== WORK REQUIRED ==
Print exactly the lines from the line with "Find lattice panel." to the last line of the data, please, both included.

== EXERCISE INPUT ==

◆ ◆ ◆

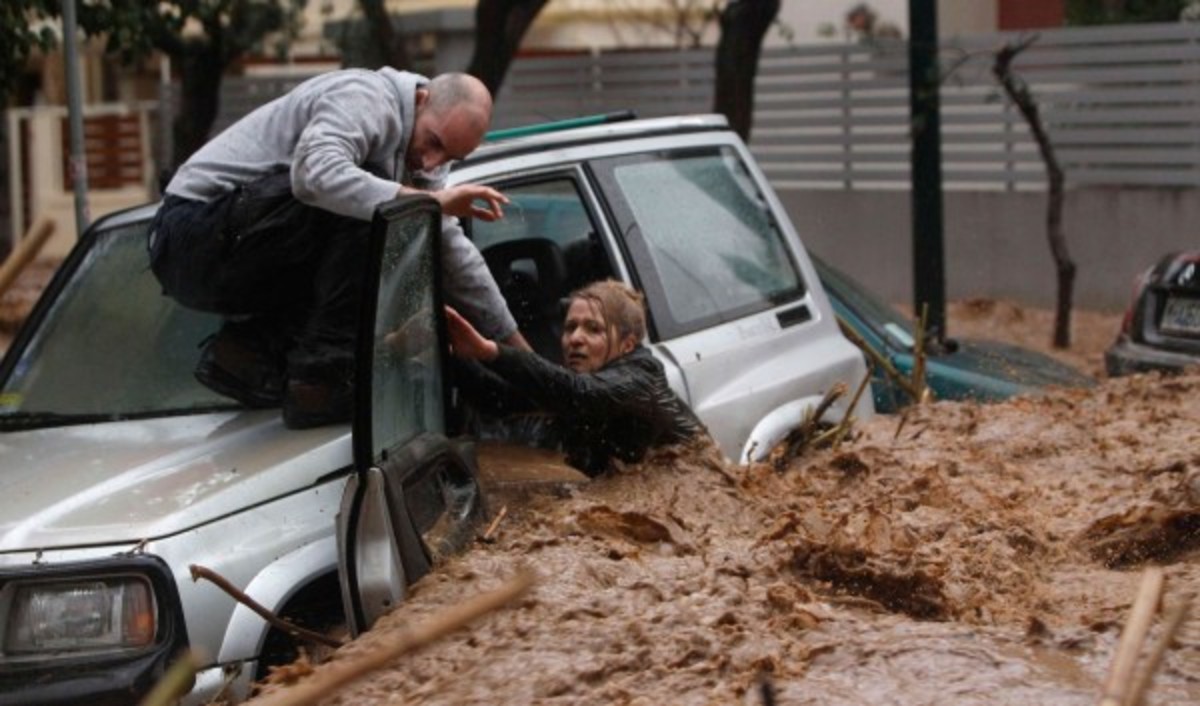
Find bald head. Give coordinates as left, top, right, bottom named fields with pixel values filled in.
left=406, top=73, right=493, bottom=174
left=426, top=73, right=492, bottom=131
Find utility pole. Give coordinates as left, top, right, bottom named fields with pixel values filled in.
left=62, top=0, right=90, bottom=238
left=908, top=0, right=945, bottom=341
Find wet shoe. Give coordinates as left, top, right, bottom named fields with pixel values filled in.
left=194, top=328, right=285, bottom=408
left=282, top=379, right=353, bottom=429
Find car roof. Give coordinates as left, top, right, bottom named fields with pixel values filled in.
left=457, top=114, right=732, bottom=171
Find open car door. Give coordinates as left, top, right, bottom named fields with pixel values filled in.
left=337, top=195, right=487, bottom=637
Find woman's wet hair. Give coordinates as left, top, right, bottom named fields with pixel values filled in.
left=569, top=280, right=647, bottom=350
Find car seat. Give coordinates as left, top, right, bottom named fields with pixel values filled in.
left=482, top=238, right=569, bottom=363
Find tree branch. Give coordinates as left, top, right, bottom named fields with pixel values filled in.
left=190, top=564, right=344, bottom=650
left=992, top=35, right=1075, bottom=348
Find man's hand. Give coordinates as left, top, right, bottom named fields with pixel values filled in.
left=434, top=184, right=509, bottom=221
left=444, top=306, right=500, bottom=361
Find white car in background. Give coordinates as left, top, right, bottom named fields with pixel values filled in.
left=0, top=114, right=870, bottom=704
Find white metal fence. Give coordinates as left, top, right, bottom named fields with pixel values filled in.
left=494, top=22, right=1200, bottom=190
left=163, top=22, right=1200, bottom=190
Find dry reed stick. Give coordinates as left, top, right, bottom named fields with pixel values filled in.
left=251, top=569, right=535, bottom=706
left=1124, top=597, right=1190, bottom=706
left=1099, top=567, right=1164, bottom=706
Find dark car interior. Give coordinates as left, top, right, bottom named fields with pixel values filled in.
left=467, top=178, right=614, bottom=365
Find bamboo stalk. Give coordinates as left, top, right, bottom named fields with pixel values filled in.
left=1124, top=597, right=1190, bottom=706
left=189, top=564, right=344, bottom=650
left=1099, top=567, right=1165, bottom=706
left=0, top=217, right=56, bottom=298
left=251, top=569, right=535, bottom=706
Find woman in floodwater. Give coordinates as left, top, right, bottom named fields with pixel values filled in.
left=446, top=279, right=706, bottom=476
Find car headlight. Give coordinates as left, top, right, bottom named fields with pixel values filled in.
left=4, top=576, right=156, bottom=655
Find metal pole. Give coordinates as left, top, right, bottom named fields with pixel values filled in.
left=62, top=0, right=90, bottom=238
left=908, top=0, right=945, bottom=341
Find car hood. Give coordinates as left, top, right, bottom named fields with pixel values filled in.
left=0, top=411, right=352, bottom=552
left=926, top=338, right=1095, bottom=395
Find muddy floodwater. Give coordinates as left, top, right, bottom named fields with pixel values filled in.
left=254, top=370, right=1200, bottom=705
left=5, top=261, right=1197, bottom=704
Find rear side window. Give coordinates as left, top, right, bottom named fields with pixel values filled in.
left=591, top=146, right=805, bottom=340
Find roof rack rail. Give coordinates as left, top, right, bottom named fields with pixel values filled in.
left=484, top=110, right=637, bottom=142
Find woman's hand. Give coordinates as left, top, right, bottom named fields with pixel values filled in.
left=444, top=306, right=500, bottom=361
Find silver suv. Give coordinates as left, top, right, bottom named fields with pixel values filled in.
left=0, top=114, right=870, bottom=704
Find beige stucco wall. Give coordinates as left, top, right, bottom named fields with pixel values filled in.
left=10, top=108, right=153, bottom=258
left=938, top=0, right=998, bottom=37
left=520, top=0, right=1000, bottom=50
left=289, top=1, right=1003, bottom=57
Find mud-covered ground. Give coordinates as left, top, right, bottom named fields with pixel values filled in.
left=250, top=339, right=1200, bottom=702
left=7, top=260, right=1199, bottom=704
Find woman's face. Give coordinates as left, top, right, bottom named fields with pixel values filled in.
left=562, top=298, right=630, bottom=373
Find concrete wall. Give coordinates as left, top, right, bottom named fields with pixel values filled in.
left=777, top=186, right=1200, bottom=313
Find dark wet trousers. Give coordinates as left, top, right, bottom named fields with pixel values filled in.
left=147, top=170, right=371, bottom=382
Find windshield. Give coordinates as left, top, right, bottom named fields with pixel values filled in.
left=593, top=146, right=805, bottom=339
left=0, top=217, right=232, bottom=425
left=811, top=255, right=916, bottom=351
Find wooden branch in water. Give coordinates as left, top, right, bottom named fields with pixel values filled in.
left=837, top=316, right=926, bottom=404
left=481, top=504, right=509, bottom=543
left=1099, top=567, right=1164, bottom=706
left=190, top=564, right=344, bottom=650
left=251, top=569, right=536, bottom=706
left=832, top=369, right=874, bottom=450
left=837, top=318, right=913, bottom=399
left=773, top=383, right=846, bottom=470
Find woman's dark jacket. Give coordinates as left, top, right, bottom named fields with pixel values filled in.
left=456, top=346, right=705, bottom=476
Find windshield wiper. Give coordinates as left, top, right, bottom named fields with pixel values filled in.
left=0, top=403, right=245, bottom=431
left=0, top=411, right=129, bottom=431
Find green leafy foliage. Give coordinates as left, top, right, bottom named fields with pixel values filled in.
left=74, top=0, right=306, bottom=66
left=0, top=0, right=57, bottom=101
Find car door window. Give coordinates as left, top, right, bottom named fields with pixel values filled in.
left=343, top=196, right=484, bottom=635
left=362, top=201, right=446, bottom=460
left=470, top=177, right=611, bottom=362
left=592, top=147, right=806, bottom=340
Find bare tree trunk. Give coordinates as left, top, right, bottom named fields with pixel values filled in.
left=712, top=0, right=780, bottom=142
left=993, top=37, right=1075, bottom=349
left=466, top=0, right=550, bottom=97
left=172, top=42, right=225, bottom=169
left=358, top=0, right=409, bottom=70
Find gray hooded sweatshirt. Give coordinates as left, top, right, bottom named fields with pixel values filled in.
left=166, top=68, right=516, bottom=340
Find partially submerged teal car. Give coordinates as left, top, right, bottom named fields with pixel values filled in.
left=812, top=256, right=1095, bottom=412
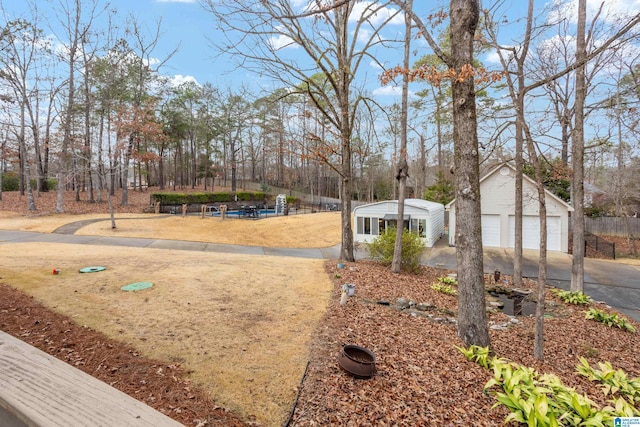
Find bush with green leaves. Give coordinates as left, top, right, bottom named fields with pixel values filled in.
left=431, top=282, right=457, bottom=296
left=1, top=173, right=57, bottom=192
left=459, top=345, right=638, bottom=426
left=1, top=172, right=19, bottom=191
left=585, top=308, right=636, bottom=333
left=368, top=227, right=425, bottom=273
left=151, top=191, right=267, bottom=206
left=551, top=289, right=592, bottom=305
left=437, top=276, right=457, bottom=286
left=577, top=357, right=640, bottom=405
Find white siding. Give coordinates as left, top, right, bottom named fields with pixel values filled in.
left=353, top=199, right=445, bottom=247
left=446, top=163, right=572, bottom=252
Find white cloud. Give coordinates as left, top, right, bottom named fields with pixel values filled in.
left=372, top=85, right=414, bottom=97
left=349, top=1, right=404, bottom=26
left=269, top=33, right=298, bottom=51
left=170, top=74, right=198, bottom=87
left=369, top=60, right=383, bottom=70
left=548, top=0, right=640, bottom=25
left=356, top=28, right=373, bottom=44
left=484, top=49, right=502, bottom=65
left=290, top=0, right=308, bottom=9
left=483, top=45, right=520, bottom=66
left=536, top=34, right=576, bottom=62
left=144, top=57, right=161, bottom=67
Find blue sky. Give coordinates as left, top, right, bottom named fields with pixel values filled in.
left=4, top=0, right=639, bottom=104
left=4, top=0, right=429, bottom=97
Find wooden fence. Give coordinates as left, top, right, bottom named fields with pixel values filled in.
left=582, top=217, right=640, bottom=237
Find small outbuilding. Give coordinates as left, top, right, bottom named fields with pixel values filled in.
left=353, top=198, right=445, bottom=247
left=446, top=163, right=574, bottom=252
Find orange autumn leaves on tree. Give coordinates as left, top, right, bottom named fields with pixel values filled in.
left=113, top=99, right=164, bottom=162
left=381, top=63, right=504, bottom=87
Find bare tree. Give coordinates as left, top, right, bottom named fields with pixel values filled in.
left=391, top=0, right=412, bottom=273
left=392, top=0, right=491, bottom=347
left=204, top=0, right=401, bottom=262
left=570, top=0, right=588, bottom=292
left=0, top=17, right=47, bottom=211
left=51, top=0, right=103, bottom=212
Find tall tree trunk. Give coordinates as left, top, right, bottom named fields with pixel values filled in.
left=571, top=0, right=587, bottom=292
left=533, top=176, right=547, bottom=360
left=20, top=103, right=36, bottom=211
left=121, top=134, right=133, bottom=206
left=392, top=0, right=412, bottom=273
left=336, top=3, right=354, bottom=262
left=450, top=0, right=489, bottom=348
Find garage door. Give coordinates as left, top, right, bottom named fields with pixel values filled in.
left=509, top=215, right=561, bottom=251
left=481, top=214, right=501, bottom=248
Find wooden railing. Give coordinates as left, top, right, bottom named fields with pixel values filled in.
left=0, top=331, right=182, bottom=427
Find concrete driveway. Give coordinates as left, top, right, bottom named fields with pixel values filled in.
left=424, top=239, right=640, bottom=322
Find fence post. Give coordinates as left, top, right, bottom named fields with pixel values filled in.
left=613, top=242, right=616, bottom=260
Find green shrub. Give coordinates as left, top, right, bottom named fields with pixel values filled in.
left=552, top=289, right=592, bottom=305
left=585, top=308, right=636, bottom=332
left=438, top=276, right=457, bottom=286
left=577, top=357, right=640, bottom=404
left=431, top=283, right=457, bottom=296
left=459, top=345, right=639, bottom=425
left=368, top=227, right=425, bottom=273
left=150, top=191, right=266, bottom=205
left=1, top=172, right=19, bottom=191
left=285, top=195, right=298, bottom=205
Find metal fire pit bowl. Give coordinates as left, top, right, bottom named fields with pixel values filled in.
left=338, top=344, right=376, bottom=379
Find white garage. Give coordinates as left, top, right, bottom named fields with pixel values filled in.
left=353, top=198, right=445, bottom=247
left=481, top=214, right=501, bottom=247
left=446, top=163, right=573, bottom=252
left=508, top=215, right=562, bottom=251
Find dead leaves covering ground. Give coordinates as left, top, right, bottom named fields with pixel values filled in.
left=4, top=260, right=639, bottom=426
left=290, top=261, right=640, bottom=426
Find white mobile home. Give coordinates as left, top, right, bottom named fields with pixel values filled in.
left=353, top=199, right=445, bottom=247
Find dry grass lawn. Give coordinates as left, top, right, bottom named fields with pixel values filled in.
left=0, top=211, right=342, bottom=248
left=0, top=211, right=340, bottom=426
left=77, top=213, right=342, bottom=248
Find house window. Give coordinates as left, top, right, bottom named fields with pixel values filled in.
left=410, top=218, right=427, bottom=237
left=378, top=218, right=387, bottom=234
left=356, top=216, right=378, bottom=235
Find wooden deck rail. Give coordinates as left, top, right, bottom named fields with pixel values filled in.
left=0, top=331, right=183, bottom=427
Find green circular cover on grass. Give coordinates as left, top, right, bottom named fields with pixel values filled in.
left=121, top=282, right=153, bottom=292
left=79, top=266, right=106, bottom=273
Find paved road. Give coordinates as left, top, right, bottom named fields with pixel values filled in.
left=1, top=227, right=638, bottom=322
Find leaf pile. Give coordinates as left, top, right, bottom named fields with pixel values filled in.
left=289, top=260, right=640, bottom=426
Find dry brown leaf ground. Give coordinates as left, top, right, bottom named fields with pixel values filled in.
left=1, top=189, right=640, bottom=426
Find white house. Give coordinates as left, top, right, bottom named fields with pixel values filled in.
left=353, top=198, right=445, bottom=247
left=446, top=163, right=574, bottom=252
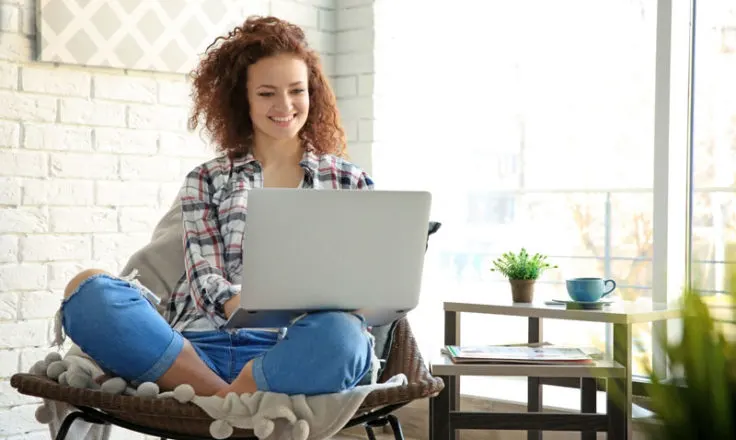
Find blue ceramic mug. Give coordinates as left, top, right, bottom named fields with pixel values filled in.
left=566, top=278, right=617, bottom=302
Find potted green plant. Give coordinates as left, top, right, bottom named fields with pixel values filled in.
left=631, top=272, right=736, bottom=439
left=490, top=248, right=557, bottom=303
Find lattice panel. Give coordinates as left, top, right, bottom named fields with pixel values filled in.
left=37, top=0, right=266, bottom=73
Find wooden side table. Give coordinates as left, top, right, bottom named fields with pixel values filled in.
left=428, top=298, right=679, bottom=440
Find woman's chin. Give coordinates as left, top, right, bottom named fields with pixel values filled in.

◆ ◆ ◆

== RESULT OF THIS EXERCISE ==
Find lattice panel. Give coordinates as left, top, right, bottom named fields with pixel values filled in.
left=37, top=0, right=266, bottom=73
Find wooden side table. Give coordinates as left, top, right, bottom named fields with pixel values filled in.
left=428, top=298, right=679, bottom=440
Find woman's chin. Give coordinates as left, top, right, bottom named fields with pixel values filled in.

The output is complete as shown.